__Exercise__: Even if a line seems odd, print it as it is, and include every record.

__Records supplied__:
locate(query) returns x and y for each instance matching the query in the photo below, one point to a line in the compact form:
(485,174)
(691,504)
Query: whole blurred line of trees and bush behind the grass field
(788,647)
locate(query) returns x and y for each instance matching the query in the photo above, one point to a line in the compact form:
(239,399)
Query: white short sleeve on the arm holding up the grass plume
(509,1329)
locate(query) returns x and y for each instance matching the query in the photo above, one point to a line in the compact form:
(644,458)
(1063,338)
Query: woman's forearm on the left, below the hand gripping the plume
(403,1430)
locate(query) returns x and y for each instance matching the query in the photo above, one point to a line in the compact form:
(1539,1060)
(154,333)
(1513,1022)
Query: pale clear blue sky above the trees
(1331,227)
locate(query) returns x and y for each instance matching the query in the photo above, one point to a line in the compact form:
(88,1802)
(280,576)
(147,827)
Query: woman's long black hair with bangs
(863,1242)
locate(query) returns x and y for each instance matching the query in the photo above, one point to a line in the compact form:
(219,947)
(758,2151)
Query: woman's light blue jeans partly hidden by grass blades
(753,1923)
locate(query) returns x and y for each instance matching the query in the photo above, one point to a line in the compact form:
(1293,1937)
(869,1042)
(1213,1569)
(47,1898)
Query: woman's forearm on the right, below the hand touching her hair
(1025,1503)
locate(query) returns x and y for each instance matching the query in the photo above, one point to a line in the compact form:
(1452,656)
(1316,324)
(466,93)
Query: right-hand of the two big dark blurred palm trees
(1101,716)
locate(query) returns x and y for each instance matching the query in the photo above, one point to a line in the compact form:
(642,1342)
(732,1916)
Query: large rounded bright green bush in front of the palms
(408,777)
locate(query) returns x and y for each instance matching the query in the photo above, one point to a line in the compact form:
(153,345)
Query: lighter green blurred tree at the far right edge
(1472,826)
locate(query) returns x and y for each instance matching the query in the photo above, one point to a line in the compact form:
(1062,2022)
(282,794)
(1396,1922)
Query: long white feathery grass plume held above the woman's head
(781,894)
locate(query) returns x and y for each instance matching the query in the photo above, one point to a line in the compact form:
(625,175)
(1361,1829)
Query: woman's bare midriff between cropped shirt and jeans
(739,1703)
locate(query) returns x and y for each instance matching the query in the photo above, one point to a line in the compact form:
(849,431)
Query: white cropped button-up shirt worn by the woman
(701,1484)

__Worked solution__:
locate(query) returns x and y for each instance matching the query in the photo below, one point to a line in the compact form:
(485,174)
(691,504)
Query: whole blurred line of trees and bush behind the grass field
(788,647)
locate(query) returns x and y for each instance matching the query in the photo above, one point to a line in the compact form:
(239,399)
Query: white short sleeve on the arm holding up the grass plume
(509,1329)
locate(query) returns x and y for each instance matching the query in the photo above, one point to a line in the compact form:
(644,458)
(1063,338)
Query: woman's forearm on the left, below the hand gripping the plume
(403,1430)
locate(query) returns x and y for each instance matching the query in the photo above, one point to a line in the compact form:
(1539,1060)
(154,333)
(1513,1022)
Query: pale clear blue sky above the trees
(1331,227)
locate(query) returns x and y for each instance matching the query in the photo above, one point to a line in the compact form:
(88,1802)
(280,576)
(147,827)
Query: woman's long black hair with bangs
(863,1242)
locate(query) returns x and y for each instance matching the query in the photo above, one point to a line in the compact form:
(219,947)
(758,2151)
Query: woman's light blue jeans partly hidden by grass blades
(753,1923)
locate(query) returns x and y for each instance matching the query in the photo above, one point to a line in the compact form:
(1293,1937)
(869,1042)
(1213,1569)
(47,1898)
Query: woman's forearm on the right, below the hand touching her hair
(1025,1503)
locate(query) returns x and y for each instance matching the query in the photo above, one point to a line in the compact form:
(1452,656)
(1316,324)
(466,93)
Query: right-hand of the two big dark blurred palm trees
(1101,716)
locate(query) returns x and y for each instance matching the query in the photo above, one point to a line in the compact form:
(642,1342)
(732,1916)
Query: large rounded bright green bush in front of the palms
(408,777)
locate(query) returns x and y for each instance matching the query in the photo above, one point to a line in the compact form:
(153,345)
Query: lighter green blurred tree at the far right edge
(1472,826)
locate(query) returns x and y for each instance matching the query in the photo above, one point to a line in the compact form:
(1062,2022)
(282,794)
(1396,1922)
Query: long white feathery grass plume held above the woman's head
(781,894)
locate(query) returns x and y for each instance matching the query in the photo above, one point to a line in the compact form:
(625,175)
(1361,1829)
Query: woman's bare midriff between cropped shirt and jeans
(739,1703)
locate(query) returns x and y for each instance matching the query in the photo above, one point to a line in the compact form:
(849,431)
Query: white cropped button-up shirt worn by the woman
(701,1484)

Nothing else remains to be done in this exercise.